Goal:
Write out only the items between the lines holding "Could you please locate the asphalt" and "left=0, top=683, right=1438, bottom=823", inclusive, keeping the request lines unchanged. Increase every bounding box coordinate in the answers by 88, leaving the format samples unchanged.

(Lines of data)
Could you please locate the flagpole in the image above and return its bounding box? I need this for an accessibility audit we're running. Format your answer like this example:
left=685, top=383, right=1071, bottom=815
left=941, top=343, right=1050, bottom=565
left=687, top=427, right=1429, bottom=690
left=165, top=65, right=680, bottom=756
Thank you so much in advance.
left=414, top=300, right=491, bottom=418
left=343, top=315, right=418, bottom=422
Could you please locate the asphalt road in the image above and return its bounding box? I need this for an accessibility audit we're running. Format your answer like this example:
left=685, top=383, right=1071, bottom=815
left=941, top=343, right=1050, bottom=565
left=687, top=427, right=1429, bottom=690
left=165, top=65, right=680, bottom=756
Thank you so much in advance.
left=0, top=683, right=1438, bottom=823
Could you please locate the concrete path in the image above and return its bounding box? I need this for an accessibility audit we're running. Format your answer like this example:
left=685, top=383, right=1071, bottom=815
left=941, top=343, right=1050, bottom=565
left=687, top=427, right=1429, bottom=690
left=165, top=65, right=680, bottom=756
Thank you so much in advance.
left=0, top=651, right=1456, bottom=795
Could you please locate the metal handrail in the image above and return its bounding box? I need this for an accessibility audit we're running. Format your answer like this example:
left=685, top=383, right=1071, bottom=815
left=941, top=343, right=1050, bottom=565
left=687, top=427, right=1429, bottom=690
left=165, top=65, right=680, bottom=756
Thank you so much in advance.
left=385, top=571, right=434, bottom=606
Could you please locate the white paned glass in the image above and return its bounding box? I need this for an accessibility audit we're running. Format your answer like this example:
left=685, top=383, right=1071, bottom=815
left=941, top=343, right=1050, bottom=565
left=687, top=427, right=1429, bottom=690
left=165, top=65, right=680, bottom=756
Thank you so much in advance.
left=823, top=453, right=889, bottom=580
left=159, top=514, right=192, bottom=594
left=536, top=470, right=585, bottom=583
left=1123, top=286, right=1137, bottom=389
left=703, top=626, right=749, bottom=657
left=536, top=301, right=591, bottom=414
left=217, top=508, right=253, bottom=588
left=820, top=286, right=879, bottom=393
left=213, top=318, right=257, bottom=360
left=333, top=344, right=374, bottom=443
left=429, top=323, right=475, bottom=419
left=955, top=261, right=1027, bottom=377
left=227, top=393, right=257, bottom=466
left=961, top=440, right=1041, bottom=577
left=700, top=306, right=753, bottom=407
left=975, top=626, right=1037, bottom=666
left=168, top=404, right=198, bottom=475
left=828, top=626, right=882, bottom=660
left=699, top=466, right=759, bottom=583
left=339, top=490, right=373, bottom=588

Solved problem:
Could you please locate the asphalt road in the image above and return its bounding box? I need this for an accessibility audit we're running. Format your answer like this example:
left=685, top=383, right=1071, bottom=815
left=941, top=343, right=1050, bottom=565
left=687, top=427, right=1429, bottom=690
left=165, top=65, right=680, bottom=756
Thank you so much in advance.
left=88, top=771, right=1526, bottom=911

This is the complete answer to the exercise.